* EXCERPT
________

Mexican burrito restaurant chain Boojum says the outlook for the business is bright as revenue jumped by 29 per cent to £24.06 million (€27.46 million) last year.
The group’s directors said its improved performance “can be predominantly attributed to more favourable conditions following the significant and sustained squeeze on volumes caused by Covid-19 trading restrictions”. Boojum also opened one new store during the year.
However, accounts just filed for Boojum’s holding company, Modern Restaurant Concepts Ltd, show pretax profits were down 10 per cent to £1.73 million (€1.97 million) in the 12 months to the end of April last. It said this was due mainly to a sharp decline in Covid-19 wage subsidy scheme payments – from £1.92 million in 2021 to £214,245 last year.
Despite the pretax figure, directors said there was an increase in underlying profits last year.
Turnover in the Republic was £15.3 million with revenue of £8.7 million coming from its Northern Ireland business.
Delivery and collection sales accounted for a greater share of revenue “and consequently digital-first and true omnichannel functionality are essential to maximise customer reach”, the directors said in their report, adding that like-for-like order volumes had increased as market conditions normalised.
They also note that “although on a positive trend, key market metrics relating to office occupancy, retail activity and consumer spending have still not returned to previous benchmark levels”.

________

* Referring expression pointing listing
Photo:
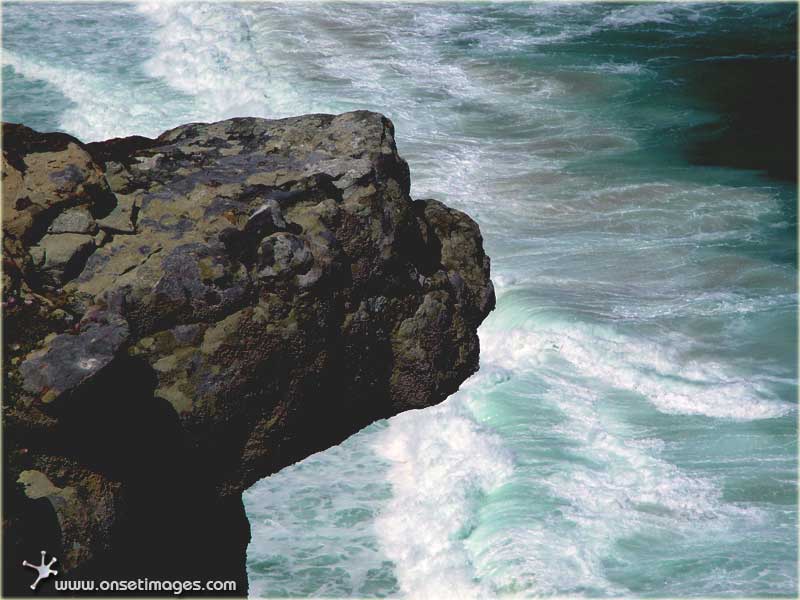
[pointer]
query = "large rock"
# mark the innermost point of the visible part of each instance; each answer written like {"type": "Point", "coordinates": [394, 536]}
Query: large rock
{"type": "Point", "coordinates": [262, 290]}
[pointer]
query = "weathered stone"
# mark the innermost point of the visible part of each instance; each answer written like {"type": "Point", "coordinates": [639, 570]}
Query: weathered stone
{"type": "Point", "coordinates": [70, 359]}
{"type": "Point", "coordinates": [259, 291]}
{"type": "Point", "coordinates": [122, 218]}
{"type": "Point", "coordinates": [75, 220]}
{"type": "Point", "coordinates": [60, 257]}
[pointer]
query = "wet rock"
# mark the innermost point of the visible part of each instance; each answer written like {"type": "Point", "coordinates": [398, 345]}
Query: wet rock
{"type": "Point", "coordinates": [60, 257]}
{"type": "Point", "coordinates": [258, 291]}
{"type": "Point", "coordinates": [76, 220]}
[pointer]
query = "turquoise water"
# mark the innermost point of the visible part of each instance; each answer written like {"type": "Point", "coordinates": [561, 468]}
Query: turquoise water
{"type": "Point", "coordinates": [633, 427]}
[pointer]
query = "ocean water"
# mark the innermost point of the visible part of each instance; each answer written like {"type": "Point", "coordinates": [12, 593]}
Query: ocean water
{"type": "Point", "coordinates": [633, 426]}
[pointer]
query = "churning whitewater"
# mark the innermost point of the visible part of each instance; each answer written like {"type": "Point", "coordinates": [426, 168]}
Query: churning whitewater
{"type": "Point", "coordinates": [632, 429]}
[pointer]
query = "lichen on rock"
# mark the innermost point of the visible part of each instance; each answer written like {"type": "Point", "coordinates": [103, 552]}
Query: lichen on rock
{"type": "Point", "coordinates": [195, 312]}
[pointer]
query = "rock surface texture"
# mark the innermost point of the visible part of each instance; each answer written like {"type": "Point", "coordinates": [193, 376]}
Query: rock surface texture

________

* QUESTIONS
1 - From the Boojum article, output the stretch from "However, accounts just" through "market conditions normalised." word for word.
2 - According to the Boojum article, how much revenue came from the Northern Ireland business?
The listing is independent material and has no connection to the article about Boojum.

* SOLUTIONS TO THE EXERCISE
1 -
However, accounts just filed for Boojum’s holding company, Modern Restaurant Concepts Ltd, show pretax profits were down 10 per cent to £1.73 million (€1.97 million) in the 12 months to the end of April last. It said this was due mainly to a sharp decline in Covid-19 wage subsidy scheme payments – from £1.92 million in 2021 to £214,245 last year.
Despite the pretax figure, directors said there was an increase in underlying profits last year.
Turnover in the Republic was £15.3 million with revenue of £8.7 million coming from its Northern Ireland business.
Delivery and collection sales accounted for a greater share of revenue “and consequently digital-first and true omnichannel functionality are essential to maximise customer reach”, the directors said in their report, adding that like-for-like order volumes had increased as market conditions normalised.

2 - £8.7 million